- **Record excerpts**
****************

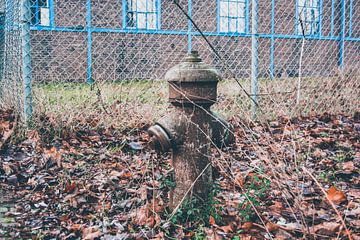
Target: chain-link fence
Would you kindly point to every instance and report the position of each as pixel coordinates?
(95, 62)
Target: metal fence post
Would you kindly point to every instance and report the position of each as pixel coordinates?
(189, 26)
(254, 56)
(89, 42)
(342, 34)
(272, 44)
(26, 58)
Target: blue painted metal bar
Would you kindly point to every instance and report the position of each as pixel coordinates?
(342, 34)
(297, 18)
(124, 14)
(172, 32)
(52, 12)
(320, 17)
(254, 56)
(350, 17)
(25, 20)
(218, 16)
(189, 26)
(89, 42)
(247, 12)
(272, 44)
(158, 17)
(332, 17)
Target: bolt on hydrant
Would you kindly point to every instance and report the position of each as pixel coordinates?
(190, 128)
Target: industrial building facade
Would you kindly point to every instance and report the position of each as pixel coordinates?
(110, 40)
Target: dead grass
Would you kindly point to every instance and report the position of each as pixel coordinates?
(133, 104)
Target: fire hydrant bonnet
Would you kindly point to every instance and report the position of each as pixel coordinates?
(192, 82)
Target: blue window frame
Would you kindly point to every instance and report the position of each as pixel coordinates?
(308, 17)
(41, 12)
(233, 16)
(141, 14)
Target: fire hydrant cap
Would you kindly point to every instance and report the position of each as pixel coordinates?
(192, 69)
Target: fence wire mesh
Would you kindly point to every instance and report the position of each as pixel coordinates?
(101, 64)
(94, 55)
(108, 56)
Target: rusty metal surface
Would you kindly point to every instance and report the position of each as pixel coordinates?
(192, 82)
(190, 127)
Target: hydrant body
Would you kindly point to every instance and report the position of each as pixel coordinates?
(191, 128)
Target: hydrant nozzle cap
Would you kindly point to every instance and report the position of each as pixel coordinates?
(193, 57)
(192, 69)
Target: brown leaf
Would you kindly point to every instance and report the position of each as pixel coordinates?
(327, 228)
(336, 196)
(227, 229)
(277, 207)
(75, 227)
(90, 233)
(348, 166)
(54, 154)
(272, 226)
(247, 225)
(70, 187)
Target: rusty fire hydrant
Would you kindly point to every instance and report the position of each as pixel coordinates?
(191, 127)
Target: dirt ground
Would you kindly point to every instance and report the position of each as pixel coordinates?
(286, 179)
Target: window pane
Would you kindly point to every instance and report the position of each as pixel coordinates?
(131, 5)
(33, 16)
(44, 17)
(241, 10)
(43, 3)
(241, 25)
(224, 9)
(141, 24)
(33, 3)
(233, 25)
(151, 5)
(130, 19)
(233, 9)
(152, 21)
(224, 25)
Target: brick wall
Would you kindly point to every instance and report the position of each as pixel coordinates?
(62, 56)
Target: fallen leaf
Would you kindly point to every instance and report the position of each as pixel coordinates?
(272, 226)
(327, 228)
(90, 233)
(247, 225)
(211, 221)
(336, 196)
(348, 166)
(227, 229)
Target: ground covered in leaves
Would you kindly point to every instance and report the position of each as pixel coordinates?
(286, 179)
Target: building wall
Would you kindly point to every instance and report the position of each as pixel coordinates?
(62, 56)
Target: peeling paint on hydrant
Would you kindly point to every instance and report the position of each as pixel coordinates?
(191, 128)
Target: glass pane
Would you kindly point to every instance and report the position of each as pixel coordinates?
(33, 3)
(141, 5)
(44, 17)
(152, 21)
(151, 5)
(241, 10)
(131, 5)
(233, 25)
(241, 25)
(141, 24)
(43, 3)
(233, 9)
(314, 3)
(33, 16)
(224, 25)
(130, 19)
(224, 9)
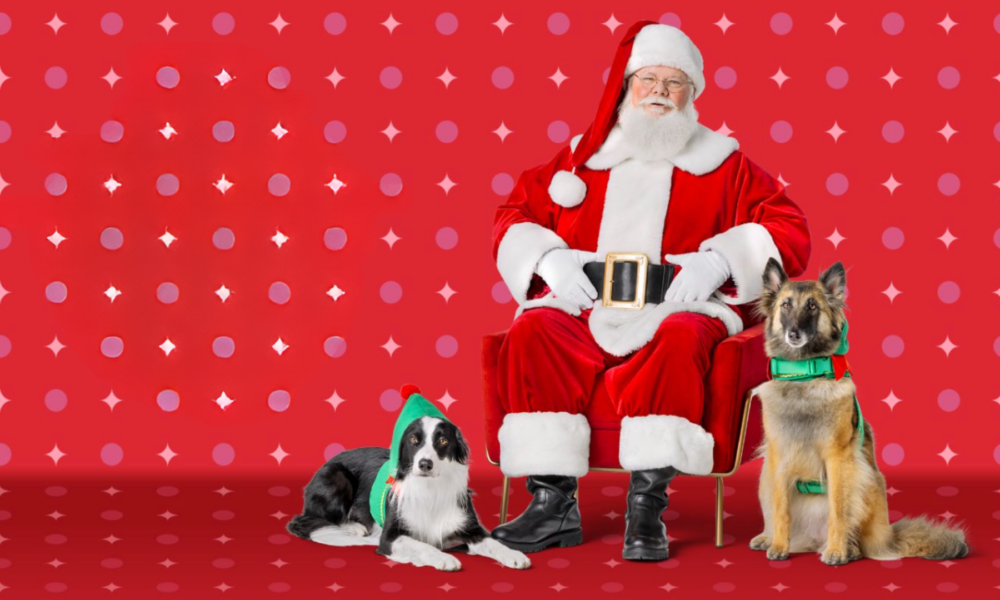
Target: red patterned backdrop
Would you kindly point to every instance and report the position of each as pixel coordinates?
(230, 231)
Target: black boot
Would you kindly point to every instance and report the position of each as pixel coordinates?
(552, 518)
(645, 533)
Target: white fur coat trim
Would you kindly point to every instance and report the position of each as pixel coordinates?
(544, 443)
(658, 441)
(746, 248)
(523, 244)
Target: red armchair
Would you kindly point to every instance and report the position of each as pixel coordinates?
(738, 366)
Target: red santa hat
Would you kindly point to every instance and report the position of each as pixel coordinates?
(645, 44)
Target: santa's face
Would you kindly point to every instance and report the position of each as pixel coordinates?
(663, 82)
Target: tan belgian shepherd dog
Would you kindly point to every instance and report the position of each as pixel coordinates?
(811, 433)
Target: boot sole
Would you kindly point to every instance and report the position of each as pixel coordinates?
(562, 540)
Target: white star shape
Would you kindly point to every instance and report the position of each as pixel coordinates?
(835, 238)
(167, 23)
(558, 77)
(112, 77)
(947, 131)
(391, 23)
(892, 400)
(279, 23)
(612, 23)
(891, 77)
(446, 77)
(279, 454)
(335, 78)
(390, 238)
(835, 131)
(167, 454)
(502, 23)
(391, 131)
(502, 131)
(835, 23)
(780, 77)
(891, 184)
(111, 400)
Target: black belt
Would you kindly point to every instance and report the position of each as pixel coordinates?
(625, 280)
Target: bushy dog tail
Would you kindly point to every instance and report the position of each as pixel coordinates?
(934, 540)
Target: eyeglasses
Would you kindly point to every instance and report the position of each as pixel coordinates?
(673, 85)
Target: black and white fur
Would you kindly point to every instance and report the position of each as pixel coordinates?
(429, 508)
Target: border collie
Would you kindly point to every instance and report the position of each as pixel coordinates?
(429, 507)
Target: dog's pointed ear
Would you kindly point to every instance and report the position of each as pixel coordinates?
(834, 281)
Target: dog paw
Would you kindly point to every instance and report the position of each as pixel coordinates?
(761, 542)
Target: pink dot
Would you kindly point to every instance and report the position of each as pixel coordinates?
(390, 78)
(502, 184)
(781, 131)
(892, 454)
(558, 131)
(781, 23)
(948, 292)
(446, 238)
(390, 400)
(112, 346)
(112, 454)
(446, 132)
(446, 23)
(892, 23)
(837, 184)
(56, 292)
(335, 238)
(167, 184)
(168, 77)
(223, 23)
(335, 346)
(223, 454)
(335, 23)
(892, 346)
(501, 293)
(446, 346)
(112, 131)
(558, 23)
(391, 292)
(670, 19)
(56, 400)
(112, 23)
(948, 184)
(335, 132)
(948, 78)
(391, 184)
(893, 238)
(502, 78)
(725, 77)
(948, 400)
(836, 77)
(168, 400)
(223, 346)
(56, 78)
(223, 238)
(892, 131)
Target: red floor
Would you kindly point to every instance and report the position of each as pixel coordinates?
(200, 539)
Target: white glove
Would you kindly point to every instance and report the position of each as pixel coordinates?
(562, 269)
(701, 274)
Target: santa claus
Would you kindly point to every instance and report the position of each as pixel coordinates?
(634, 252)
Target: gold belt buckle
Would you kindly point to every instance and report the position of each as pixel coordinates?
(640, 287)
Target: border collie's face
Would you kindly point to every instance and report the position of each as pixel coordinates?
(428, 446)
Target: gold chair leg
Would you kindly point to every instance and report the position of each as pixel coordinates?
(504, 497)
(719, 488)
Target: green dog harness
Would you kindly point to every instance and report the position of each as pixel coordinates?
(831, 367)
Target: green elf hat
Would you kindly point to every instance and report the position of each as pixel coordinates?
(415, 406)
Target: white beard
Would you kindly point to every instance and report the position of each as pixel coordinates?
(656, 138)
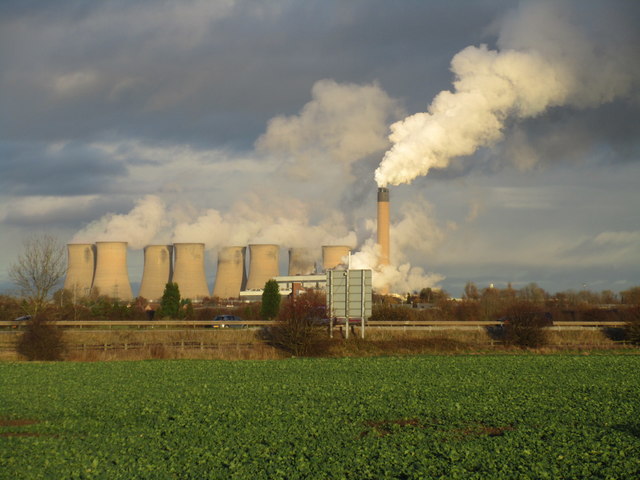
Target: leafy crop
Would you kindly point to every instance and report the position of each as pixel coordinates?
(524, 416)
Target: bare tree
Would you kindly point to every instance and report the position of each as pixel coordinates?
(38, 270)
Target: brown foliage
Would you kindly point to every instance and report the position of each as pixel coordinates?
(632, 328)
(296, 330)
(41, 341)
(524, 324)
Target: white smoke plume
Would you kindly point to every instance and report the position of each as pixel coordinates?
(138, 227)
(543, 61)
(416, 231)
(343, 123)
(253, 220)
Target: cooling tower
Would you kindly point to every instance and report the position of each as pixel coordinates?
(188, 270)
(301, 261)
(332, 255)
(158, 269)
(231, 277)
(111, 277)
(81, 263)
(383, 225)
(263, 265)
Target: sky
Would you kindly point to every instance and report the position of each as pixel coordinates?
(508, 133)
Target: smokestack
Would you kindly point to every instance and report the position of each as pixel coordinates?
(383, 225)
(158, 269)
(111, 277)
(188, 270)
(81, 263)
(263, 265)
(301, 261)
(231, 277)
(332, 255)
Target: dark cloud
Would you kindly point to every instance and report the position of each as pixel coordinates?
(71, 169)
(201, 74)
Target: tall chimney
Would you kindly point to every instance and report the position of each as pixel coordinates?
(158, 269)
(111, 277)
(81, 264)
(188, 270)
(383, 225)
(332, 255)
(263, 265)
(231, 277)
(301, 261)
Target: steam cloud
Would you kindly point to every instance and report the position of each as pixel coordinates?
(138, 227)
(543, 61)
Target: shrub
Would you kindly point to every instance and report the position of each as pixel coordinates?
(387, 312)
(41, 341)
(270, 300)
(524, 324)
(632, 327)
(170, 303)
(297, 330)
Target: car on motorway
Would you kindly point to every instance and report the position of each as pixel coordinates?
(231, 321)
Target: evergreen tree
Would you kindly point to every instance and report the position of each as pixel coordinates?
(270, 300)
(170, 304)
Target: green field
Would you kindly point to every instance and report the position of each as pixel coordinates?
(520, 416)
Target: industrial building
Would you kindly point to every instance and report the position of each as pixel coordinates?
(102, 266)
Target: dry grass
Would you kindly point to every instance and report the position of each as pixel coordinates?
(247, 344)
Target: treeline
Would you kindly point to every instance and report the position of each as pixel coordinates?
(490, 304)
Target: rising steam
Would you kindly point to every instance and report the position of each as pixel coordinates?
(544, 61)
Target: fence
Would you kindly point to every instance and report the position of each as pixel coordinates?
(191, 324)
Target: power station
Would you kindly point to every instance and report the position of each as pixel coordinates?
(102, 267)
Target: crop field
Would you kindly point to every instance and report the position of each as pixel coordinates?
(467, 416)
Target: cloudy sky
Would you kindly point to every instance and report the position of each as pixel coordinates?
(508, 132)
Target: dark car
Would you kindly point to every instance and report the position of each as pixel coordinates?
(232, 321)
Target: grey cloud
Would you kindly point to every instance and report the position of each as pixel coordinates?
(71, 169)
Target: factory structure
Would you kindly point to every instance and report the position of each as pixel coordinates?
(102, 267)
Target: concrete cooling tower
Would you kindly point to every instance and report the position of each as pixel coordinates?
(111, 277)
(263, 265)
(231, 277)
(158, 270)
(81, 263)
(188, 270)
(332, 255)
(301, 261)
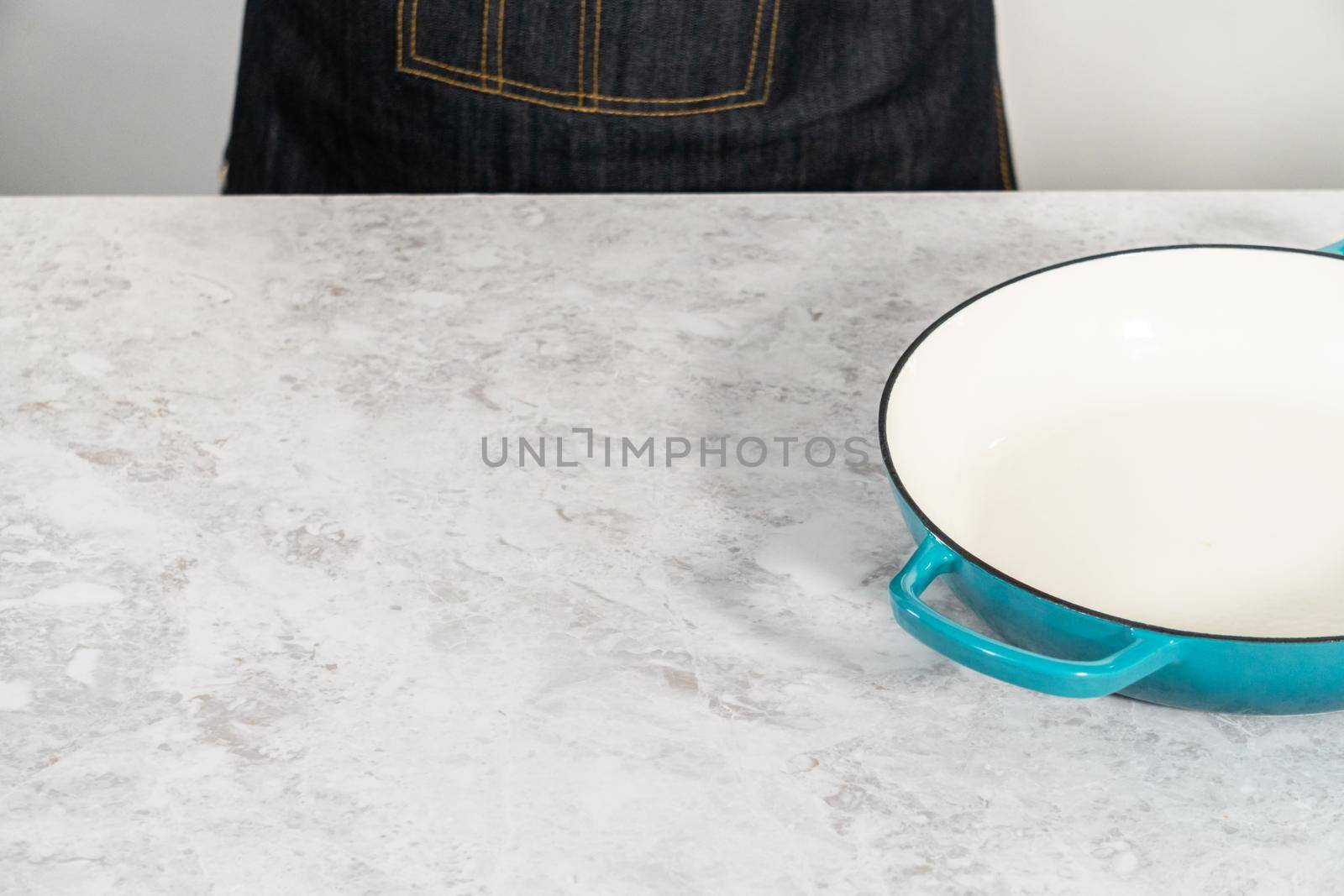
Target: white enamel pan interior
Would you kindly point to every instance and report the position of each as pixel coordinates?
(1156, 436)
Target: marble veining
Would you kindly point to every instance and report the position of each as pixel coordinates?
(270, 625)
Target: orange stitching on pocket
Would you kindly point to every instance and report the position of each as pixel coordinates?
(582, 11)
(499, 50)
(486, 40)
(597, 50)
(595, 96)
(769, 66)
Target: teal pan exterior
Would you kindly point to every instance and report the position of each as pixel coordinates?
(1053, 647)
(1048, 645)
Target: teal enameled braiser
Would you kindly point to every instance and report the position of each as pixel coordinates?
(1053, 644)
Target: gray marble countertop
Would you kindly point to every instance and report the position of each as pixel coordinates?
(272, 625)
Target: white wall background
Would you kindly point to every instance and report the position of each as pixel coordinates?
(134, 96)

****************

Repeat exactly, and only, the lines from the line with "Target: orange stitching on pocket" through the end of the listing above, both ends included.

Target: orange stitching on pocket
Would you kindly point to every instance and report the position of each as pixel coordinates?
(582, 11)
(499, 50)
(486, 40)
(597, 50)
(595, 96)
(769, 66)
Target: teal pan exterior
Would you kindly point to every instance and report the position of each as pixel coordinates?
(1053, 647)
(1048, 645)
Target: teal enameled braiser
Would you kindly point to every instance and report the position of each as pixel coordinates?
(1053, 644)
Target: gray marble countertop
Would you kindly point to every instance and report the position of each as pixel coordinates?
(272, 625)
Target: white wall background
Would you kindly point to every instance and report the position of each as pixel coordinates?
(134, 96)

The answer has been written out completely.